**TASK DIRECTIONS**
Omit the images. Copy each entry word for word.

**EXTRACTED RECORDS**
— Begin —
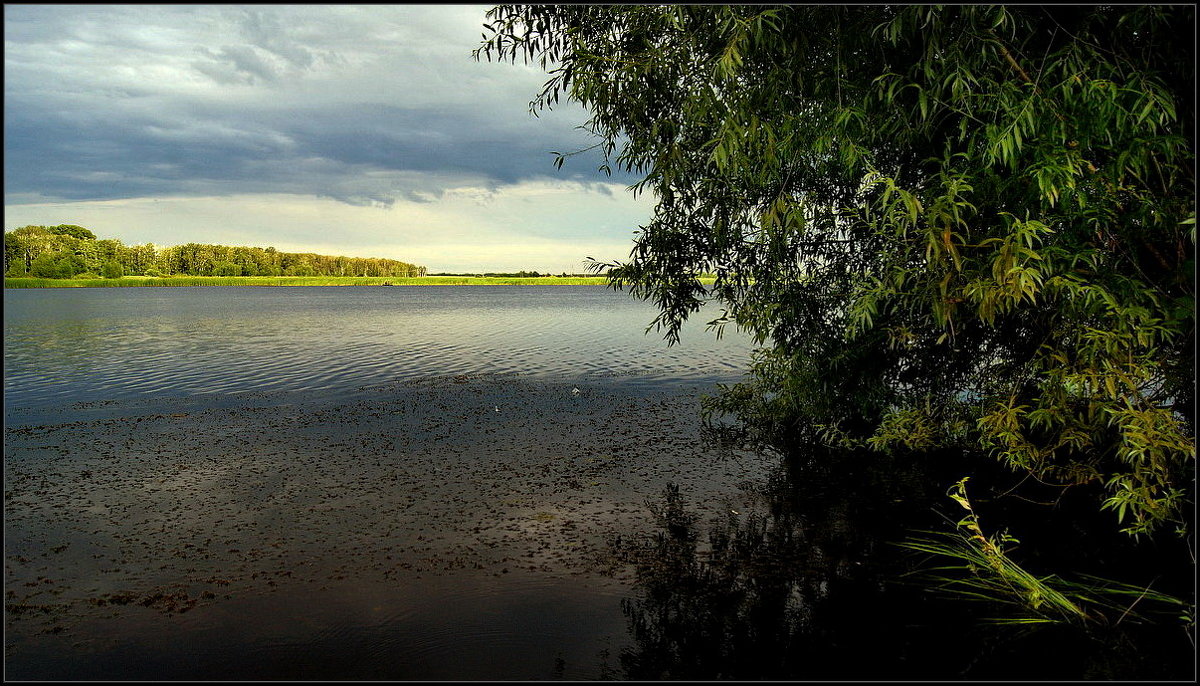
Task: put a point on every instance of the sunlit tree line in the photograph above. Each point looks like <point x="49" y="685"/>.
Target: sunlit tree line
<point x="69" y="251"/>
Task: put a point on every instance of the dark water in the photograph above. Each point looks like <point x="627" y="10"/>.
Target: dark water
<point x="457" y="482"/>
<point x="340" y="482"/>
<point x="89" y="344"/>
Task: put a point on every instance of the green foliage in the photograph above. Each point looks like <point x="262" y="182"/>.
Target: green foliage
<point x="27" y="245"/>
<point x="72" y="230"/>
<point x="226" y="269"/>
<point x="984" y="570"/>
<point x="949" y="226"/>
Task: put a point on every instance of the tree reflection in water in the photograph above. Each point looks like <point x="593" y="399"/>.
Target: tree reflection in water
<point x="809" y="587"/>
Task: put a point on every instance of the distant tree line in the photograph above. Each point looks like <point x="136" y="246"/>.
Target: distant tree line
<point x="521" y="274"/>
<point x="69" y="251"/>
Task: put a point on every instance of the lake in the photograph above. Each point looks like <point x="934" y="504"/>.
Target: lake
<point x="340" y="482"/>
<point x="95" y="344"/>
<point x="457" y="482"/>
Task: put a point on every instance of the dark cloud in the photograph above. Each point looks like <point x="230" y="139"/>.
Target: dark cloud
<point x="390" y="121"/>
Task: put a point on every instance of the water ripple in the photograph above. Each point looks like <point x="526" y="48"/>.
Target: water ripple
<point x="91" y="344"/>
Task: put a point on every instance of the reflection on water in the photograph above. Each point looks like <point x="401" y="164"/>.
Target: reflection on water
<point x="90" y="344"/>
<point x="805" y="585"/>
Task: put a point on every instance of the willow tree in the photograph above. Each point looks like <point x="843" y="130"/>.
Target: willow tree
<point x="965" y="226"/>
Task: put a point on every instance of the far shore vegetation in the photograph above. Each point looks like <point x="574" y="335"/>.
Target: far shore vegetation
<point x="73" y="252"/>
<point x="70" y="256"/>
<point x="268" y="281"/>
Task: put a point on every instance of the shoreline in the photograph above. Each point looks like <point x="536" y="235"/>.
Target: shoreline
<point x="295" y="281"/>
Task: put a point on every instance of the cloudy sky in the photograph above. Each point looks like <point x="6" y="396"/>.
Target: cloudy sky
<point x="365" y="131"/>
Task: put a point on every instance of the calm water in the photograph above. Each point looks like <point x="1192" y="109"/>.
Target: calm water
<point x="96" y="344"/>
<point x="453" y="482"/>
<point x="339" y="482"/>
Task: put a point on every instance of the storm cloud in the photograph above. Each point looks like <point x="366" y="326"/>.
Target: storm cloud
<point x="365" y="104"/>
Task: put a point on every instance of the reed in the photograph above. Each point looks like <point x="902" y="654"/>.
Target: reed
<point x="276" y="281"/>
<point x="981" y="569"/>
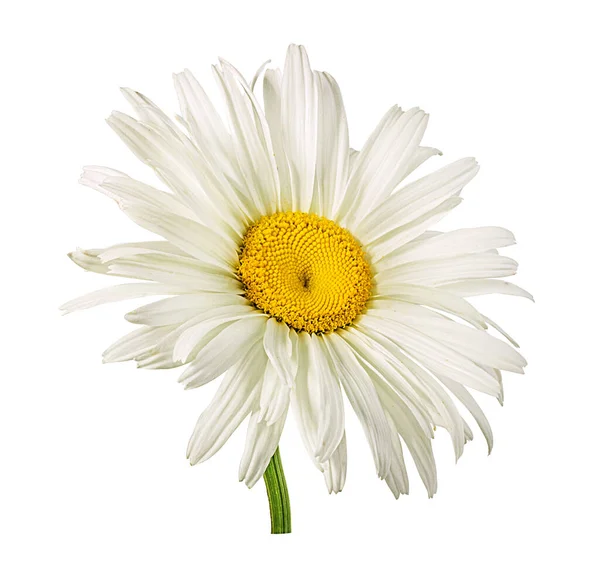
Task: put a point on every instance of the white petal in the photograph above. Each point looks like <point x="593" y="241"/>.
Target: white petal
<point x="383" y="163"/>
<point x="251" y="138"/>
<point x="390" y="243"/>
<point x="416" y="199"/>
<point x="475" y="344"/>
<point x="119" y="293"/>
<point x="261" y="443"/>
<point x="473" y="287"/>
<point x="135" y="344"/>
<point x="193" y="333"/>
<point x="334" y="469"/>
<point x="437" y="357"/>
<point x="127" y="191"/>
<point x="451" y="244"/>
<point x="430" y="297"/>
<point x="471" y="404"/>
<point x="332" y="147"/>
<point x="176" y="310"/>
<point x="418" y="444"/>
<point x="364" y="400"/>
<point x="299" y="118"/>
<point x="278" y="347"/>
<point x="318" y="400"/>
<point x="231" y="404"/>
<point x="272" y="98"/>
<point x="178" y="165"/>
<point x="223" y="351"/>
<point x="436" y="272"/>
<point x="274" y="396"/>
<point x="190" y="236"/>
<point x="397" y="478"/>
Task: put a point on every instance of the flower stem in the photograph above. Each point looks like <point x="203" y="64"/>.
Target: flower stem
<point x="279" y="500"/>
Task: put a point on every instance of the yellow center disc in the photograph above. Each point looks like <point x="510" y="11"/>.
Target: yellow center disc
<point x="304" y="270"/>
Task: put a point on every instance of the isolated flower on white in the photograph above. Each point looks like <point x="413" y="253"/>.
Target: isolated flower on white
<point x="301" y="269"/>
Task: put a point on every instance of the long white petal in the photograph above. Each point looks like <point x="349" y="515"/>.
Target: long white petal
<point x="193" y="332"/>
<point x="261" y="442"/>
<point x="430" y="297"/>
<point x="278" y="347"/>
<point x="116" y="293"/>
<point x="272" y="98"/>
<point x="192" y="237"/>
<point x="231" y="404"/>
<point x="252" y="140"/>
<point x="437" y="357"/>
<point x="471" y="405"/>
<point x="223" y="351"/>
<point x="451" y="244"/>
<point x="364" y="400"/>
<point x="473" y="343"/>
<point x="473" y="287"/>
<point x="415" y="199"/>
<point x="274" y="396"/>
<point x="334" y="469"/>
<point x="385" y="163"/>
<point x="438" y="272"/>
<point x="299" y="119"/>
<point x="332" y="147"/>
<point x="178" y="309"/>
<point x="135" y="344"/>
<point x="397" y="478"/>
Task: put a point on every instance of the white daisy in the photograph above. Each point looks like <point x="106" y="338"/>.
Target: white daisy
<point x="300" y="269"/>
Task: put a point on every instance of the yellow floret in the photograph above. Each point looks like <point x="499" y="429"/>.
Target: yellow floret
<point x="305" y="270"/>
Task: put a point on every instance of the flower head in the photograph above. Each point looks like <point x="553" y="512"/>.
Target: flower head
<point x="301" y="269"/>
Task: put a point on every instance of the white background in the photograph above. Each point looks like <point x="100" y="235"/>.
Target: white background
<point x="94" y="476"/>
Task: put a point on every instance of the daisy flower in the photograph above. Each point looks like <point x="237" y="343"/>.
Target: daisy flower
<point x="302" y="270"/>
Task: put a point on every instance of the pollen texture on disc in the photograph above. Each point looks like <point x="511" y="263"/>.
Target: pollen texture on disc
<point x="304" y="270"/>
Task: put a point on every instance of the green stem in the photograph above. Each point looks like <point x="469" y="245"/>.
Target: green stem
<point x="279" y="500"/>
— End —
**FINISHED EXERCISE**
Task: put a point on every instance of the sunlit tree line in the photograph above. Each point looks like <point x="49" y="685"/>.
Target: sunlit tree line
<point x="69" y="251"/>
Task: put a point on every instance of the dark water in the photograph above. Each point looks like <point x="627" y="10"/>.
Target: dark water
<point x="457" y="482"/>
<point x="340" y="482"/>
<point x="89" y="344"/>
Task: put a point on every instance of the green foliage in the photograph above. Each point looks like <point x="262" y="182"/>.
Target: green foliage
<point x="27" y="245"/>
<point x="72" y="230"/>
<point x="226" y="269"/>
<point x="984" y="570"/>
<point x="949" y="226"/>
Task: put a point on every instance of the tree reflection in water in the photograph above. Each point looks like <point x="593" y="399"/>.
Target: tree reflection in water
<point x="809" y="587"/>
Task: put a point on every instance of the distant tree line in the photograph above. Each point looks like <point x="136" y="246"/>.
Target: distant tree line
<point x="521" y="274"/>
<point x="69" y="251"/>
Task: put a point on every instance of the lake in the photograph above. Each point looks like <point x="934" y="504"/>.
Target: lake
<point x="340" y="482"/>
<point x="95" y="344"/>
<point x="457" y="482"/>
Task: put a point on every instance of the dark cloud in the photograph above. Each point looks like <point x="230" y="139"/>.
Target: dark cloud
<point x="390" y="121"/>
Task: put a point on every instance of the water ripple in the photograph above. Each point looks like <point x="526" y="48"/>.
Target: water ripple
<point x="91" y="344"/>
Task: put a point on every instance of the reflection on water in the photograph above. Each point looks like <point x="401" y="164"/>.
Target: reflection on water
<point x="90" y="344"/>
<point x="805" y="585"/>
Task: put a point on every instance of the willow tree in the photograph above. Each point looks like <point x="843" y="130"/>.
Target: willow tree
<point x="965" y="226"/>
Task: put a point on every instance of the far shore vegetation in the photograph above. Each point looks like <point x="574" y="335"/>.
Target: far shore vegetation
<point x="73" y="252"/>
<point x="70" y="256"/>
<point x="268" y="281"/>
Task: put a point on every instance of the shoreline in the photograph above. Each point looks like <point x="536" y="235"/>.
Target: shoreline
<point x="295" y="281"/>
Task: put a point on every instance of the cloudy sky in the photograph above. Each point looks like <point x="6" y="396"/>.
Target: cloudy sky
<point x="365" y="131"/>
Task: put a point on every instance of the calm water in the photograph above. Each point looks like <point x="1192" y="109"/>.
Target: calm water
<point x="96" y="344"/>
<point x="453" y="482"/>
<point x="339" y="482"/>
Task: put a point on every instance of the storm cloud in the photograph above. Each point looks like <point x="366" y="326"/>.
Target: storm cloud
<point x="365" y="104"/>
Task: put a point on every instance of the reed in the photograph above. Each point looks like <point x="902" y="654"/>.
Target: reed
<point x="276" y="281"/>
<point x="981" y="569"/>
Task: put a point on every instance of the white petal in the photograph above. Each point looks like <point x="593" y="241"/>.
Target: white petal
<point x="383" y="163"/>
<point x="251" y="138"/>
<point x="390" y="243"/>
<point x="416" y="199"/>
<point x="475" y="344"/>
<point x="119" y="293"/>
<point x="261" y="443"/>
<point x="473" y="287"/>
<point x="135" y="344"/>
<point x="193" y="333"/>
<point x="334" y="469"/>
<point x="437" y="357"/>
<point x="127" y="191"/>
<point x="451" y="244"/>
<point x="430" y="297"/>
<point x="471" y="404"/>
<point x="332" y="147"/>
<point x="176" y="310"/>
<point x="418" y="444"/>
<point x="364" y="400"/>
<point x="299" y="118"/>
<point x="278" y="347"/>
<point x="318" y="400"/>
<point x="231" y="404"/>
<point x="272" y="98"/>
<point x="178" y="165"/>
<point x="223" y="351"/>
<point x="436" y="272"/>
<point x="274" y="396"/>
<point x="190" y="236"/>
<point x="397" y="478"/>
Task: put a point on every instance of the flower stem in the photograph above. Each point looks like <point x="203" y="64"/>.
Target: flower stem
<point x="279" y="500"/>
Task: put a point on every instance of the yellow center disc in the photograph above. Each point looks like <point x="510" y="11"/>.
Target: yellow center disc
<point x="304" y="270"/>
Task: put a point on every instance of the isolated flower on white in the photograph above. Each point looks like <point x="413" y="253"/>.
Target: isolated flower on white
<point x="301" y="269"/>
Task: put a point on every instance of the long white petal in the photograph above. Each point looks like <point x="349" y="515"/>.
Target: long white petal
<point x="193" y="332"/>
<point x="261" y="442"/>
<point x="430" y="297"/>
<point x="278" y="347"/>
<point x="116" y="293"/>
<point x="272" y="98"/>
<point x="192" y="237"/>
<point x="231" y="404"/>
<point x="252" y="140"/>
<point x="437" y="357"/>
<point x="471" y="405"/>
<point x="223" y="351"/>
<point x="451" y="244"/>
<point x="364" y="400"/>
<point x="473" y="343"/>
<point x="473" y="287"/>
<point x="415" y="199"/>
<point x="274" y="396"/>
<point x="334" y="469"/>
<point x="385" y="163"/>
<point x="438" y="272"/>
<point x="299" y="119"/>
<point x="332" y="147"/>
<point x="178" y="309"/>
<point x="135" y="344"/>
<point x="397" y="478"/>
Task: put a point on every instance of the white daisy in the photograph above. Each point looks like <point x="106" y="338"/>.
Target: white daisy
<point x="300" y="269"/>
Task: put a point on every instance of the yellow floret in the photograph above. Each point looks like <point x="499" y="429"/>.
Target: yellow floret
<point x="305" y="270"/>
Task: put a point on every instance of the flower head in the photograph above. Each point looks like <point x="553" y="512"/>.
Target: flower head
<point x="301" y="269"/>
Task: put a point on every instance of the white background in the photograph above. Each point looks like <point x="100" y="235"/>.
Target: white background
<point x="94" y="476"/>
Task: put a point on every instance of the daisy flower in the photograph above. Each point looks like <point x="237" y="343"/>.
Target: daisy flower
<point x="302" y="270"/>
Task: put a point on every instance of the pollen texture on disc in the photograph above. Each point looks like <point x="511" y="263"/>.
Target: pollen texture on disc
<point x="304" y="270"/>
Task: put a point on every instance of the green stem in the photograph above. Each point looks like <point x="469" y="245"/>.
Target: green stem
<point x="279" y="500"/>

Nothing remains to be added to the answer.